What is required: Even where a record seems odd, copy it exactly as it appears below.

Segmentation mask data:
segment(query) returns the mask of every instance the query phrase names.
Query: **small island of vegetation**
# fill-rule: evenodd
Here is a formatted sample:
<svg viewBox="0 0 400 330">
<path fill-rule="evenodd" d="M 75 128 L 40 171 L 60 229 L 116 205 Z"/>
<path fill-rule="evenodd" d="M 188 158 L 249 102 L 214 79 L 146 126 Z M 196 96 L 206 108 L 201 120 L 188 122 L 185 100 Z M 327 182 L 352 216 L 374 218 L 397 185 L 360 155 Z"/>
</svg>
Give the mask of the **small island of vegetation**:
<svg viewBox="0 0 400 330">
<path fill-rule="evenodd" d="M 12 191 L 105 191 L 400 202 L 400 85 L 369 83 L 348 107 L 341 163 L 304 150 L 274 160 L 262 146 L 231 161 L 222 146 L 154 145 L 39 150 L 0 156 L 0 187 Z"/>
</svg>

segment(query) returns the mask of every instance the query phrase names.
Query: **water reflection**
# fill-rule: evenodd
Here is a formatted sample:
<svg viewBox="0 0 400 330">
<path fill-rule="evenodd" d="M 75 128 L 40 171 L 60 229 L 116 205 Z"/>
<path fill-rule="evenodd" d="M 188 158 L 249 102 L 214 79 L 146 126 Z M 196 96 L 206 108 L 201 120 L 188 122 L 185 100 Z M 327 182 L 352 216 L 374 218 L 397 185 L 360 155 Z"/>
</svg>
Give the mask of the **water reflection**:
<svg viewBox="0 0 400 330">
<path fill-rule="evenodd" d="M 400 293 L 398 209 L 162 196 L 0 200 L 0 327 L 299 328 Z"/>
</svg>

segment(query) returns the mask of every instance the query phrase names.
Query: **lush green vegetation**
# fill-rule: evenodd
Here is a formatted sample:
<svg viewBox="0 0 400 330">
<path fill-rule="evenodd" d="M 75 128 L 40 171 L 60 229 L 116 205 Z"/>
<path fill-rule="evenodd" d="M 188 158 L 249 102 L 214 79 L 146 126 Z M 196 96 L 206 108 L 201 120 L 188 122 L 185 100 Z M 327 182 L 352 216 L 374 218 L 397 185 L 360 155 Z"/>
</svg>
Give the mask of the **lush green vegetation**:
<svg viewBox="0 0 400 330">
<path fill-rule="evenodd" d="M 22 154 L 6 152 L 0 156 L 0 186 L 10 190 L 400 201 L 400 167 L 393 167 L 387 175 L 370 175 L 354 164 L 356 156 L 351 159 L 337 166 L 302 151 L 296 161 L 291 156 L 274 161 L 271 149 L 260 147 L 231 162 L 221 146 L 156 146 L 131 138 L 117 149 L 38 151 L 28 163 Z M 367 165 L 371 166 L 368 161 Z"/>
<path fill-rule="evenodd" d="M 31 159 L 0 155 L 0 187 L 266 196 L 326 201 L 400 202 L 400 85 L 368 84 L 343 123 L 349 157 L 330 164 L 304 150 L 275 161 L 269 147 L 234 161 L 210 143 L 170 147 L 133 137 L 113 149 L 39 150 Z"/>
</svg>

Exercise result:
segment(query) returns the mask of every instance the query phrase names.
Query: **small island of vegetation**
# fill-rule: evenodd
Here is a formatted sample:
<svg viewBox="0 0 400 330">
<path fill-rule="evenodd" d="M 75 128 L 40 171 L 60 229 L 116 205 Z"/>
<path fill-rule="evenodd" d="M 188 158 L 249 102 L 214 79 L 146 126 Z M 196 96 L 206 108 L 201 120 L 188 122 L 185 100 Z M 327 182 L 352 216 L 374 218 L 397 185 L 360 155 Z"/>
</svg>
Give the mask of the **small island of vegetation**:
<svg viewBox="0 0 400 330">
<path fill-rule="evenodd" d="M 12 191 L 105 191 L 400 202 L 400 85 L 369 83 L 348 107 L 341 163 L 304 150 L 274 160 L 262 146 L 231 161 L 222 146 L 154 145 L 39 150 L 0 156 L 0 187 Z"/>
</svg>

segment(query) returns the mask of every instance the query phrase names.
Query: **water reflection**
# fill-rule: evenodd
Here is a formatted sample:
<svg viewBox="0 0 400 330">
<path fill-rule="evenodd" d="M 75 128 L 40 171 L 60 229 L 116 205 Z"/>
<path fill-rule="evenodd" d="M 188 158 L 249 102 L 214 79 L 146 126 Z M 196 96 L 206 108 L 201 120 L 188 122 L 185 100 Z M 327 182 L 352 216 L 374 218 L 397 185 L 360 155 Z"/>
</svg>
Give the mask of the **water reflection**:
<svg viewBox="0 0 400 330">
<path fill-rule="evenodd" d="M 400 293 L 398 209 L 162 196 L 0 200 L 0 327 L 299 328 Z"/>
</svg>

segment(query) returns the mask of every instance the query phrase names.
Query: **lush green vegetation**
# fill-rule: evenodd
Here is a formatted sample:
<svg viewBox="0 0 400 330">
<path fill-rule="evenodd" d="M 75 128 L 40 171 L 60 229 L 116 205 Z"/>
<path fill-rule="evenodd" d="M 188 158 L 249 102 L 214 79 L 146 126 Z M 196 96 L 206 108 L 201 120 L 188 122 L 185 100 Z M 327 182 L 352 216 L 374 218 L 397 185 L 360 155 Z"/>
</svg>
Give the mask of the **lush green vegetation**:
<svg viewBox="0 0 400 330">
<path fill-rule="evenodd" d="M 22 154 L 6 152 L 0 156 L 0 186 L 10 190 L 400 201 L 400 167 L 393 167 L 387 175 L 370 175 L 354 164 L 356 156 L 351 159 L 337 166 L 302 151 L 296 161 L 291 156 L 274 161 L 271 149 L 260 147 L 231 162 L 221 146 L 156 146 L 131 138 L 117 149 L 38 151 L 28 163 Z M 367 165 L 371 166 L 368 161 Z"/>
<path fill-rule="evenodd" d="M 31 159 L 0 155 L 0 187 L 266 196 L 326 201 L 400 202 L 400 85 L 368 84 L 343 123 L 349 157 L 330 164 L 304 150 L 275 161 L 269 147 L 234 161 L 210 143 L 170 147 L 133 137 L 113 149 L 39 150 Z"/>
</svg>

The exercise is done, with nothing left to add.